What you should do | Reproduce the records below exactly as they appear.

● ● ● ● ●

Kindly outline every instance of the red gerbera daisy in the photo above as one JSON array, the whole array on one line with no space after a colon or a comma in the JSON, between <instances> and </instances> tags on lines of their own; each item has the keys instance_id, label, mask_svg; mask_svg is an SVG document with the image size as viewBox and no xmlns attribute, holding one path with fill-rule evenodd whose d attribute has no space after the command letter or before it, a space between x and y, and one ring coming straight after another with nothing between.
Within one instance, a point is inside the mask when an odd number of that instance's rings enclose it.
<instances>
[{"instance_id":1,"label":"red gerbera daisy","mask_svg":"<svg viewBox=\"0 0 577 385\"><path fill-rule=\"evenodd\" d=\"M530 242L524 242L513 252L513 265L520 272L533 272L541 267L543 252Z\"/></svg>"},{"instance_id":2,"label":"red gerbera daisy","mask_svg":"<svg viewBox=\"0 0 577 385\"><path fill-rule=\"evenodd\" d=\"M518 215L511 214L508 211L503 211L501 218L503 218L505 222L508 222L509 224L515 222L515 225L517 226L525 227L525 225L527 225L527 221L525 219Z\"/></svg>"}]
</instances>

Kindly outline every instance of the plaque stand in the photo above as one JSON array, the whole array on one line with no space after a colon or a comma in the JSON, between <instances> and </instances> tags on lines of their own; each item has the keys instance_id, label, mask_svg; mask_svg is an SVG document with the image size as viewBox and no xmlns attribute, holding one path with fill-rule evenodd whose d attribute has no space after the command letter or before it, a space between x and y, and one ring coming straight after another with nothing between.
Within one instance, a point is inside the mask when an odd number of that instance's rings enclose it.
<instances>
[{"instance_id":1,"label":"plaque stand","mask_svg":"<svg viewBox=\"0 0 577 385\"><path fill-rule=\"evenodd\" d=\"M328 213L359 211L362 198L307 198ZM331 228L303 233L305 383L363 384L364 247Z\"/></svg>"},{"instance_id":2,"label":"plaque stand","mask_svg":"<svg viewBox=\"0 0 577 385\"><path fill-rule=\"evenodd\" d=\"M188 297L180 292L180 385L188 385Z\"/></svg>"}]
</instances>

● ● ● ● ●

Final answer |
Kindly outline every instance of the red gerbera daisy in the photo above as one JSON array, the whole array on one line with no space after a colon or a comma in the JSON, between <instances> and </instances> tags on lines of their own; each item has the keys instance_id, label, mask_svg; mask_svg is an SVG document with the image size as viewBox and no xmlns attribute, holding one path with fill-rule evenodd whose d attribute has no space after the command letter or before it, a space between x and y, and one ring coming straight after another with nothing between.
Within one instance, a point is inside the mask when an odd number of that instance's rings enclose it.
<instances>
[{"instance_id":1,"label":"red gerbera daisy","mask_svg":"<svg viewBox=\"0 0 577 385\"><path fill-rule=\"evenodd\" d=\"M530 242L524 242L513 252L513 265L520 272L533 272L541 267L543 252Z\"/></svg>"},{"instance_id":2,"label":"red gerbera daisy","mask_svg":"<svg viewBox=\"0 0 577 385\"><path fill-rule=\"evenodd\" d=\"M518 215L511 214L508 211L503 211L501 218L503 218L505 222L508 222L509 224L515 222L515 225L517 226L525 227L525 225L527 225L527 221L525 219Z\"/></svg>"}]
</instances>

Kindly outline every instance of the plaque stand in the photo above as one JSON array, the whole array on one line with no space after a colon or a comma in the JSON, between <instances> and </instances> tags on lines of their own; each item has the keys instance_id, label, mask_svg; mask_svg is an SVG document with the image size as viewBox and no xmlns attribute, holding one path with fill-rule evenodd whose d attribute has no space after the command letter or before it, a space between x and y, and one ring coming straight after another with nothing between.
Within one instance, a point is inside the mask when an odd number of that instance's rings enclose it.
<instances>
[{"instance_id":1,"label":"plaque stand","mask_svg":"<svg viewBox=\"0 0 577 385\"><path fill-rule=\"evenodd\" d=\"M328 213L359 211L362 198L307 198ZM331 228L303 233L305 383L363 384L364 247Z\"/></svg>"},{"instance_id":2,"label":"plaque stand","mask_svg":"<svg viewBox=\"0 0 577 385\"><path fill-rule=\"evenodd\" d=\"M188 297L180 292L180 385L188 385Z\"/></svg>"}]
</instances>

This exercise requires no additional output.